▸ WHAT IS EXPECTED
The listing below is to be output in its exact form.

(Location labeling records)
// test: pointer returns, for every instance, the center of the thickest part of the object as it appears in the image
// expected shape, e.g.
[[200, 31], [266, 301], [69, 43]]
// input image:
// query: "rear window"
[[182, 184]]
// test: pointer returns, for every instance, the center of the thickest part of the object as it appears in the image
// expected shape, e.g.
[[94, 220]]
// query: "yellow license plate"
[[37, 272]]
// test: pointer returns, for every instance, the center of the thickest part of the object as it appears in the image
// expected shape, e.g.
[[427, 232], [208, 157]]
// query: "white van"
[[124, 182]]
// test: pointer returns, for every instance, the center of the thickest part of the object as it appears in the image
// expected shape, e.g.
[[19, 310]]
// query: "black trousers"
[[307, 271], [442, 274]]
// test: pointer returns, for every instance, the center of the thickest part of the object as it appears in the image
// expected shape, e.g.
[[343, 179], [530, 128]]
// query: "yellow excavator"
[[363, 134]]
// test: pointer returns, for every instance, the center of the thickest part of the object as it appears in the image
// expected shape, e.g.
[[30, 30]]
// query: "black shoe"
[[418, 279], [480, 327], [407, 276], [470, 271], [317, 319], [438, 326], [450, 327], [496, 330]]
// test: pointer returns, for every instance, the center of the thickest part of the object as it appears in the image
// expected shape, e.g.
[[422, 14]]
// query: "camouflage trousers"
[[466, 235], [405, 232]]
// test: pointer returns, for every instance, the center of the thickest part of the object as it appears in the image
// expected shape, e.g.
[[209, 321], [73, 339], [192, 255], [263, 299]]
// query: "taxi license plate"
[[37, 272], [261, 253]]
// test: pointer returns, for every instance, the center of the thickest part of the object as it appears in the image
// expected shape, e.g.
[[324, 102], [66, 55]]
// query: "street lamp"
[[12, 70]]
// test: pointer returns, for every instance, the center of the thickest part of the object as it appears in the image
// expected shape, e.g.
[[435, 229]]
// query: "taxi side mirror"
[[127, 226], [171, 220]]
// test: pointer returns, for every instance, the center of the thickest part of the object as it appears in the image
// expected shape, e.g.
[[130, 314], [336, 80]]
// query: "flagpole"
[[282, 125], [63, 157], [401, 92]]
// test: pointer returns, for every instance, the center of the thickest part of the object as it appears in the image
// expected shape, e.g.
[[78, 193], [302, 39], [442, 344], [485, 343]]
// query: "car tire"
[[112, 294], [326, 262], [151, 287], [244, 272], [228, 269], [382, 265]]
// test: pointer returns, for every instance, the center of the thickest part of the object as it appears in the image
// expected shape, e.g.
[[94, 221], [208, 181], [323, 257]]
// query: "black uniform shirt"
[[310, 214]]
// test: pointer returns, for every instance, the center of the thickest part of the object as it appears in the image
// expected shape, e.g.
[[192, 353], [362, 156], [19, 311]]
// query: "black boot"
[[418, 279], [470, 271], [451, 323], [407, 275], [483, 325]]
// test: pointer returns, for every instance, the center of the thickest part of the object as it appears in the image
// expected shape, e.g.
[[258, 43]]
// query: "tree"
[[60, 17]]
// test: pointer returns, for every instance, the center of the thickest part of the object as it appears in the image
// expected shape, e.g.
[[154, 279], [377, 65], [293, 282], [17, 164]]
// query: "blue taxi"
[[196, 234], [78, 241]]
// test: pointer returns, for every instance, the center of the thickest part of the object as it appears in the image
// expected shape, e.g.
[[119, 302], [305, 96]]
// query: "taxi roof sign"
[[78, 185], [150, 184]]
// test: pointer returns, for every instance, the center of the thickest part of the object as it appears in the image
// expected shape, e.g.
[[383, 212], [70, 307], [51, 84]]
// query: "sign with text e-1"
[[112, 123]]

▸ THE SOLUTION
// test: pointer returns, for every instance, the center of the thickest part of the object as it appears in the image
// expected shape, e.g.
[[200, 31], [266, 301], [69, 43]]
// input image:
// query: "rear window"
[[182, 184]]
// test: pointer returns, for every instance, the center of the thickest part of the object as it appears in the image
// expected shape, e.g.
[[94, 220]]
// query: "yellow license plate"
[[37, 272]]
// test: pointer returns, for every instance, the center of the thickest part of the object as it appears in the image
// expected shape, e.g.
[[427, 232], [208, 157]]
// query: "white van"
[[124, 182]]
// test: pointer returns, for every instance, the center of the thickest part of the object as it appears in the image
// expected shape, e.g.
[[19, 310]]
// query: "black trousers"
[[307, 271], [442, 274]]
// test: pointer returns, for every instance, the center of the thickest part of the object as it appears in the image
// expected shape, e.g.
[[343, 179], [530, 128]]
// query: "yellow excavator"
[[363, 134]]
// test: pointer returns, for every instance, the center of the thickest part of the object as it appears in the image
// expected shape, e.g.
[[30, 30]]
// query: "black shoe"
[[418, 279], [480, 327], [407, 276], [470, 271], [317, 319], [438, 326], [450, 327], [496, 330]]
// test: pointer returns, for every instance, the center of the thickest part of the object as it appears in the image
// expected shape, e.g.
[[422, 14]]
// query: "camouflage trousers"
[[466, 235], [405, 232]]
// test: pointer returns, for every instance, the center of the thickest part of the object as it appears in the image
// expected shape, e.g.
[[209, 321], [73, 339], [192, 255], [263, 299]]
// query: "taxi license plate"
[[37, 272], [261, 253]]
// test: pointer returns, for every instance, the center of the thickest part of the object as it appears in the image
// expected shape, e.g.
[[324, 102], [66, 55]]
// query: "street lamp"
[[12, 70]]
// test: pointer returns, for every instance, the center of the thickest part of the object as it appears in the image
// expected shape, e.g.
[[435, 229]]
// query: "taxi side mirror"
[[127, 226], [171, 220]]
// test: pointer returns, for every instance, the center of the thickest part of the object as it appears in the image
// expected shape, e.g.
[[130, 314], [336, 80]]
// query: "flagpole"
[[282, 125], [63, 157], [401, 92]]
// test: pointer returns, for every instance, the center of the thickest part of the object as it appears in the image
// expected shape, e.g.
[[78, 193], [302, 39], [442, 344], [485, 343]]
// query: "car tire"
[[112, 294], [326, 262], [151, 287], [244, 272], [228, 269], [382, 265]]
// test: pointer returns, for every instance, the center of the thickest part of the object as it appears in the image
// expected shape, e.g.
[[94, 221], [208, 181], [323, 257]]
// query: "black uniform shirt"
[[310, 214]]
// test: pointer returns, for every instance, the center of the thickest part of the object as it appears in the image
// expected shape, e.g.
[[192, 353], [362, 156], [19, 311]]
// query: "black boot"
[[418, 279], [470, 271], [451, 323], [407, 275], [483, 325]]
// test: pointer returns, for every instance, the center of the thickest part of the object as it appears in the image
// expected shape, e.g.
[[258, 43]]
// query: "tree"
[[60, 17]]
// test: pointer returns, for every instance, the center of the thickest part of the object as it appears in the image
// expected shape, e.g.
[[154, 279], [377, 65], [293, 282], [17, 164]]
// query: "blue taxi"
[[196, 234], [78, 241]]
// test: pointer returns, for every instance, the center of the thickest part of the object as it appears in the image
// expected shape, e.g.
[[119, 302], [305, 96]]
// query: "taxi roof sign"
[[78, 185], [150, 184]]
// test: pointer returns, for every instance, the center of the thickest part of the object as it appears in the image
// expected shape, e.g.
[[383, 212], [70, 307], [51, 84]]
// query: "sign with text e-1"
[[112, 123]]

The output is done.